- Computational systems biologist Dan Jacobson thrives on interdisciplinary collaboration
- Explainable AI helps scientist understand the interactions captured by their algorithms
- Titan and Summit supercomputers contribute to research in bioenergy and the genetic factors in human health
Dan Jacobson is illuminating the workings of biological systems from the molecular scale up. He leverages Oak Ridge National Laboratory’s (ORNL) supercomputing resources to create deep-learning techniques more easily understood by humans -- an evolving field called explainable artificial intelligence (AI).
Understanding how complex interactions between genes and proteins in cells influence an organism’s traits and behaviors drives Jacobson’s work as a computational systems biologist. His team integrates big data, supercomputing, mathematics, statistics, and biology to study questions in bioenergy, microbial systems, neuroscience, and precision medicine.
Jacobson’s work in bioenergy builds on a long-standing research initiative focused on Populus, a fast-growing perennial tree that shows promise as a low-cost, renewable feedstock for bioenergy. A large team of researchers collected data on 28 million genetic variations in Populus as part of the BioEnergy Science Center, with the work now continuing at the Center for Bioenergy Innovation at ORNL.
With this wealth of data and a grant from the Department of Energy’s (DOE) Innovative and Novel Computational Impact on Theory and Experiment (INCITE) program, Jacobson and collaborators are creating an unprecedented view of the 3D interactions among components of the cellular machinery in poplar.
“We’re taking these very large and disparate data sets and integrating them into a whole that nobody really projected,” said Jacobson.
Predicting how genes, proteins, and small molecules interact inside a cell requires new approaches to mining big data with high-performance computing. Using explainable AI, researchers are starting to discover the high-order interactions that their algorithms capture in order to make the results understandable by humans.

************

▶ **Task to carry out**
Extract the entire text about Dan Jacobson's work in computational systems biology, reproducing it word for word. The records that follow the text were taken from a separate source.

************

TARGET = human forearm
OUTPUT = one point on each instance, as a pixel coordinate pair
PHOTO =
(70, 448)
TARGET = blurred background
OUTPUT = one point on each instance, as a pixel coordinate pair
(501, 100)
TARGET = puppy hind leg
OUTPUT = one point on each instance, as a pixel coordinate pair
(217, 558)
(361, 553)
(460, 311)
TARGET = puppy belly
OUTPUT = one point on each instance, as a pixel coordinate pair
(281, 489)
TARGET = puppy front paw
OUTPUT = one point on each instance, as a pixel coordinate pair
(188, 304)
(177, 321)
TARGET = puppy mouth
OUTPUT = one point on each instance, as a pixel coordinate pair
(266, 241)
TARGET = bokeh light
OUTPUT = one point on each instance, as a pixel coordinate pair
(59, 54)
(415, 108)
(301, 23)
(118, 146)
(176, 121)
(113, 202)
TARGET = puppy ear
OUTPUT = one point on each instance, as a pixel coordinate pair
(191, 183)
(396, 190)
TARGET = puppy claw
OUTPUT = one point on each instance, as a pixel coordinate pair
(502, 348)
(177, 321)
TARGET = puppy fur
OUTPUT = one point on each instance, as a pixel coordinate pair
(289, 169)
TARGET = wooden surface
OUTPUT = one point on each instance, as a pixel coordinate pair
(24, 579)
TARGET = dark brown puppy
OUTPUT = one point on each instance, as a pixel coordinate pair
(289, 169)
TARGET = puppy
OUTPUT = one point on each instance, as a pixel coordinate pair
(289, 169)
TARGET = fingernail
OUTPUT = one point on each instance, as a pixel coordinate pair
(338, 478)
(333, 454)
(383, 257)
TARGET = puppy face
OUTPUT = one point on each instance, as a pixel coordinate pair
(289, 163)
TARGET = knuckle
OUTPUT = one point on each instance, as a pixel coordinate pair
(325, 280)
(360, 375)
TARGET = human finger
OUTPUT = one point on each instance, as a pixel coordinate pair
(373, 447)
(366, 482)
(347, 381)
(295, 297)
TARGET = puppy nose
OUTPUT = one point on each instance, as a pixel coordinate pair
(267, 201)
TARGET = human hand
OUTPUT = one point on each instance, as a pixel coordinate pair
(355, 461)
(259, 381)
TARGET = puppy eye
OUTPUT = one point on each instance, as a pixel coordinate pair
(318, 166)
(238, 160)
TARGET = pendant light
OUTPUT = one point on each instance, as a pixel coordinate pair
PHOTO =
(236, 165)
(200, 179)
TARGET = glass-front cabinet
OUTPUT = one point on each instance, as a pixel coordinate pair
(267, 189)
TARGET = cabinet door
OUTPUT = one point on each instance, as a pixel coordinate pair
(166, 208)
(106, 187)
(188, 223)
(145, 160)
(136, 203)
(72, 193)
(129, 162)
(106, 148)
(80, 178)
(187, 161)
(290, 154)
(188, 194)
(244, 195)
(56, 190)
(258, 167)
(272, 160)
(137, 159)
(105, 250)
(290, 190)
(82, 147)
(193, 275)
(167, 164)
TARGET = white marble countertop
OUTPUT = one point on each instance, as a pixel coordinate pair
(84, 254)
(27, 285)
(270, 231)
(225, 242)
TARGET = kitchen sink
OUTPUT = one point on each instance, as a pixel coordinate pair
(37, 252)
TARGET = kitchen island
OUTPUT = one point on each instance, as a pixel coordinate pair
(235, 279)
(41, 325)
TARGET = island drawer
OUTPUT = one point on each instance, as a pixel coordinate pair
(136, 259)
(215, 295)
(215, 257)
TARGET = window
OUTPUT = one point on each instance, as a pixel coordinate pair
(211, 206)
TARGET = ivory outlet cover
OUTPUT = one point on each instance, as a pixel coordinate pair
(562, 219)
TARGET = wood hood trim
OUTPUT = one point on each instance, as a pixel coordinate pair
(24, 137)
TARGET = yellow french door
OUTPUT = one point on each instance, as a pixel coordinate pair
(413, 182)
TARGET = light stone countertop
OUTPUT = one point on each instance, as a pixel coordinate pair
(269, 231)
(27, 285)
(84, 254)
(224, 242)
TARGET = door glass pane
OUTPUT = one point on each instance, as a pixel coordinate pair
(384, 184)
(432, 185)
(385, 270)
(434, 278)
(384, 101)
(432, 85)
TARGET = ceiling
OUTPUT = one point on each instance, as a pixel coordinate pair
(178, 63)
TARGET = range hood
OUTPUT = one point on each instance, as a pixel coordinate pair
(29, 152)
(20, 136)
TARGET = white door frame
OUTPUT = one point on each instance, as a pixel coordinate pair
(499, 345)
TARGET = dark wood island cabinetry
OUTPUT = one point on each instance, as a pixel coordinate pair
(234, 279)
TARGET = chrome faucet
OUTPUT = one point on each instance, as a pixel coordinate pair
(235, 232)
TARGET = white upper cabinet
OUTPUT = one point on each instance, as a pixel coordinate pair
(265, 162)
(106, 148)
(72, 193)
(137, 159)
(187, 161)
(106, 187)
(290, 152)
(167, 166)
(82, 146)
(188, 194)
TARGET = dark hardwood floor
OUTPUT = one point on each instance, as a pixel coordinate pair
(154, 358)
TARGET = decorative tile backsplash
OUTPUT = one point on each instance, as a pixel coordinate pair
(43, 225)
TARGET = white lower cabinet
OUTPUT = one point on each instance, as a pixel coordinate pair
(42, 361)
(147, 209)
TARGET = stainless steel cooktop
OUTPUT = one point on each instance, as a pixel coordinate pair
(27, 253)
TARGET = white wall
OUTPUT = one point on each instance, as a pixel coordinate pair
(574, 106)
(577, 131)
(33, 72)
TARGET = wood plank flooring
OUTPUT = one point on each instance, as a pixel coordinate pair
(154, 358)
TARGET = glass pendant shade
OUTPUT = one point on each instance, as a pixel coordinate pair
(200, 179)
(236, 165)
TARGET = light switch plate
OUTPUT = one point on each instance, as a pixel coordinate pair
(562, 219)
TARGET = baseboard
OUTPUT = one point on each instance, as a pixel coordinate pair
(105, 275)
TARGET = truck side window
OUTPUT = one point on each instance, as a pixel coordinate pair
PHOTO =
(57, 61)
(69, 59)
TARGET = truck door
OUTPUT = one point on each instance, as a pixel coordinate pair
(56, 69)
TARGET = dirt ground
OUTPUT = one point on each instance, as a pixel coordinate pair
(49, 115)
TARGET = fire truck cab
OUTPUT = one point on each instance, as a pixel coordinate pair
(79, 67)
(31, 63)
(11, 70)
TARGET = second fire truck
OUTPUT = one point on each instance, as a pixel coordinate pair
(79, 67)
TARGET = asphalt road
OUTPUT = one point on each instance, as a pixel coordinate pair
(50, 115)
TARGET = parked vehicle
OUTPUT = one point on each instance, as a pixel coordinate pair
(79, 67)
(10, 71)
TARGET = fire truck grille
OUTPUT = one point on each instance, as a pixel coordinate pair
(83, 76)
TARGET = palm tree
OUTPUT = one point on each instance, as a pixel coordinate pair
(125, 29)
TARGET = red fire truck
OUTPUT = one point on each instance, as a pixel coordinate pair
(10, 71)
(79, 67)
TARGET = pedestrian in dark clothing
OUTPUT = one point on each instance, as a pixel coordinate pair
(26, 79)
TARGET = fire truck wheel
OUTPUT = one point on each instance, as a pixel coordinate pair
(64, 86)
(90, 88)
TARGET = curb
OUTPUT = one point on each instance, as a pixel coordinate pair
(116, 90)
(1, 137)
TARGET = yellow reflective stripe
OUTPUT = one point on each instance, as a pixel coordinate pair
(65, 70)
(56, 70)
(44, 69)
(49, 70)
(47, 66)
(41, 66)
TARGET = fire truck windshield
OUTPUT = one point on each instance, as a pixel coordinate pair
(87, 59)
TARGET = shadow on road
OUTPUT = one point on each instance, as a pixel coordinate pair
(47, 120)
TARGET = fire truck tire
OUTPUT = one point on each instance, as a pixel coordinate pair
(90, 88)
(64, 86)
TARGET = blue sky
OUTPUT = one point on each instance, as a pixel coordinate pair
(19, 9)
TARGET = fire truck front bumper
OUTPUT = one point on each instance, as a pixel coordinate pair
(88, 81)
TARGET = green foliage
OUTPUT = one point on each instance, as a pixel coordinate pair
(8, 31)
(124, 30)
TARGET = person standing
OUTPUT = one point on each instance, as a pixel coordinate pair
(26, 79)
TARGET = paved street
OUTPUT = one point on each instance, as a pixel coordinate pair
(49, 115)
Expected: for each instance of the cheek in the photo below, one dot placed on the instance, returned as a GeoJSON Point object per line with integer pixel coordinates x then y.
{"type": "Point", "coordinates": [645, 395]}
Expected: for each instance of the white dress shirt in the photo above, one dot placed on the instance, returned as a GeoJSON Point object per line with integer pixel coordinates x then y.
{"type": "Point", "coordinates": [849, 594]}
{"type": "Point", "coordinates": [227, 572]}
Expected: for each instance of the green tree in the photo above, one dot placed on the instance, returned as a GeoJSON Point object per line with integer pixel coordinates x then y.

************

▶ **Response**
- Computational systems biologist Dan Jacobson thrives on interdisciplinary collaboration
- Explainable AI helps scientist understand the interactions captured by their algorithms
- Titan and Summit supercomputers contribute to research in bioenergy and the genetic factors in human health
Dan Jacobson is illuminating the workings of biological systems from the molecular scale up. He leverages Oak Ridge National Laboratory’s (ORNL) supercomputing resources to create deep-learning techniques more easily understood by humans -- an evolving field called explainable artificial intelligence (AI).
Understanding how complex interactions between genes and proteins in cells influence an organism’s traits and behaviors drives Jacobson’s work as a computational systems biologist. His team integrates big data, supercomputing, mathematics, statistics, and biology to study questions in bioenergy, microbial systems, neuroscience, and precision medicine.
Jacobson’s work in bioenergy builds on a long-standing research initiative focused on Populus, a fast-growing perennial tree that shows promise as a low-cost, renewable feedstock for bioenergy. A large team of researchers collected data on 28 million genetic variations in Populus as part of the BioEnergy Science Center, with the work now continuing at the Center for Bioenergy Innovation at ORNL.
With this wealth of data and a grant from the Department of Energy’s (DOE) Innovative and Novel Computational Impact on Theory and Experiment (INCITE) program, Jacobson and collaborators are creating an unprecedented view of the 3D interactions among components of the cellular machinery in poplar.
“We’re taking these very large and disparate data sets and integrating them into a whole that nobody really projected,” said Jacobson.
Predicting how genes, proteins, and small molecules interact inside a cell requires new approaches to mining big data with high-performance computing. Using explainable AI, researchers are starting to discover the high-order interactions that their algorithms capture in order to make the results understandable by humans.